Mask labeling entries
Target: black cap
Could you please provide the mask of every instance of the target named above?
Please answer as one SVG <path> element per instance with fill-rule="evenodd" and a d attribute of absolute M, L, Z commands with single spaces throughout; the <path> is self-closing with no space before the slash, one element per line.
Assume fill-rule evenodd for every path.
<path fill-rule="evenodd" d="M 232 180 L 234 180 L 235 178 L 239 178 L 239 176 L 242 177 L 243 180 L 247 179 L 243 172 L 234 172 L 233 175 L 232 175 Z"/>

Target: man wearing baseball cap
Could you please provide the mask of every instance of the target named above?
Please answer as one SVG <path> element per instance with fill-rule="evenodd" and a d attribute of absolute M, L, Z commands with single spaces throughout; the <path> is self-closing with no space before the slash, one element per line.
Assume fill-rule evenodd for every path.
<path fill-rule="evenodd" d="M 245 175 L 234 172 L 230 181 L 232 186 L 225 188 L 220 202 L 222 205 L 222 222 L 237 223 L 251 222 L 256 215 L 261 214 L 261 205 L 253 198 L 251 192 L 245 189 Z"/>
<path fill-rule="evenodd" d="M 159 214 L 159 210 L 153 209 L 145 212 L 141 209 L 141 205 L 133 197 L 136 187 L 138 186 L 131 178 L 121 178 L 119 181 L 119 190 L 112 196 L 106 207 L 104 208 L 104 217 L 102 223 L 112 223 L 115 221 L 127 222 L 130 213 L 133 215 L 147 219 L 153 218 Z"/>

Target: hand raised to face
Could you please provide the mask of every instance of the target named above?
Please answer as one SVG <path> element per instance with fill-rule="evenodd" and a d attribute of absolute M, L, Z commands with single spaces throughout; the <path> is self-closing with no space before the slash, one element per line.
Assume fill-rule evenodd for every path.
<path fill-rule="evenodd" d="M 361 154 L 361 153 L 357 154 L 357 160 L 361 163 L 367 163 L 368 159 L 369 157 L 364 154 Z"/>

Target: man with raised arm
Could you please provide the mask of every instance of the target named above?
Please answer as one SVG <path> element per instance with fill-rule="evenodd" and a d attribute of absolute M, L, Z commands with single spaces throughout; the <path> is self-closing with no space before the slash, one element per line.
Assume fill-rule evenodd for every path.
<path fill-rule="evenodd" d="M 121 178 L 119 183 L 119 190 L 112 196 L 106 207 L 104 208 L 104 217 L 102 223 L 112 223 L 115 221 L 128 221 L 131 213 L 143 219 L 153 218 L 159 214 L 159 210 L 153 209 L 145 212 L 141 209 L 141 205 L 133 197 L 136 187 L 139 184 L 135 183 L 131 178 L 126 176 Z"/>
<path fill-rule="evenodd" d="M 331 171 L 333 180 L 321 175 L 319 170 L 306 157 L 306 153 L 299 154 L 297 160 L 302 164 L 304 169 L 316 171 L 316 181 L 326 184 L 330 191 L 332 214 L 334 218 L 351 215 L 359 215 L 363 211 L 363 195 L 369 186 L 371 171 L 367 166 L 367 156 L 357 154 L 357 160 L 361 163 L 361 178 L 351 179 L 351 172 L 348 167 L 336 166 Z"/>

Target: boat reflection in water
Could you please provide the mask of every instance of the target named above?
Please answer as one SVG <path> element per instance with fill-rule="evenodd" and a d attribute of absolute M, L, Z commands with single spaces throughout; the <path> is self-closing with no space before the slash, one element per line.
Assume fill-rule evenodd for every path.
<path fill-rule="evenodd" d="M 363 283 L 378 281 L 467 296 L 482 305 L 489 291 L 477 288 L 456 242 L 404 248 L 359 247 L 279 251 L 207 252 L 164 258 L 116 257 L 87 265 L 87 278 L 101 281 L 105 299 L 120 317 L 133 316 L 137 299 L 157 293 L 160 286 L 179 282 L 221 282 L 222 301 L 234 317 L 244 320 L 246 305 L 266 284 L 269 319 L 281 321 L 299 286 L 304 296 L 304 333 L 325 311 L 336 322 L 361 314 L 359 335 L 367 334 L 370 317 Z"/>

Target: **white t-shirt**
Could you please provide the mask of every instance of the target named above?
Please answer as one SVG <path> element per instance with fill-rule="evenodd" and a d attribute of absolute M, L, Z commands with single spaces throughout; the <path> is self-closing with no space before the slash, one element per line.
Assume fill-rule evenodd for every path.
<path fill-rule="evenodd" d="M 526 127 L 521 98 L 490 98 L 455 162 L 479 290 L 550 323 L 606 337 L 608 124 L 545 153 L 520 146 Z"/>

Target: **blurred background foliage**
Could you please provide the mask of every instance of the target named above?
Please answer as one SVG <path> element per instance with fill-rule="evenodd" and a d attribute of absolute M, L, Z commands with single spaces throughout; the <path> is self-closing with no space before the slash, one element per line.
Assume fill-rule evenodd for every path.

## Short exercise
Reproduce every line from the one containing "Target: **white t-shirt**" through the end of the entries, requests included. Multiply each path coordinate in the answers by 1.15 and round it to a whole number, with halves rounding up.

## Complete answer
Target: **white t-shirt**
Could you please provide the mask of every instance of the target named above?
Please answer as one SVG <path> element per instance with fill-rule="evenodd" and a d attribute of absolute M, L, Z commands with single spaces throughout; the <path> is self-closing with no space before the slash, one element per line.
Assume fill-rule evenodd for every path.
<path fill-rule="evenodd" d="M 605 146 L 599 113 L 564 113 L 523 186 L 551 334 L 633 371 L 697 388 L 699 143 L 627 176 L 598 168 Z"/>

Target: **blurred background foliage**
Could you please provide the mask of every instance of the target named above?
Please answer as one SVG <path> element per instance with fill-rule="evenodd" and a d attribute of absolute M, L, Z commands with single spaces throughout; the <path> is self-closing with no space before the slash, one element per line.
Assume fill-rule evenodd for every path.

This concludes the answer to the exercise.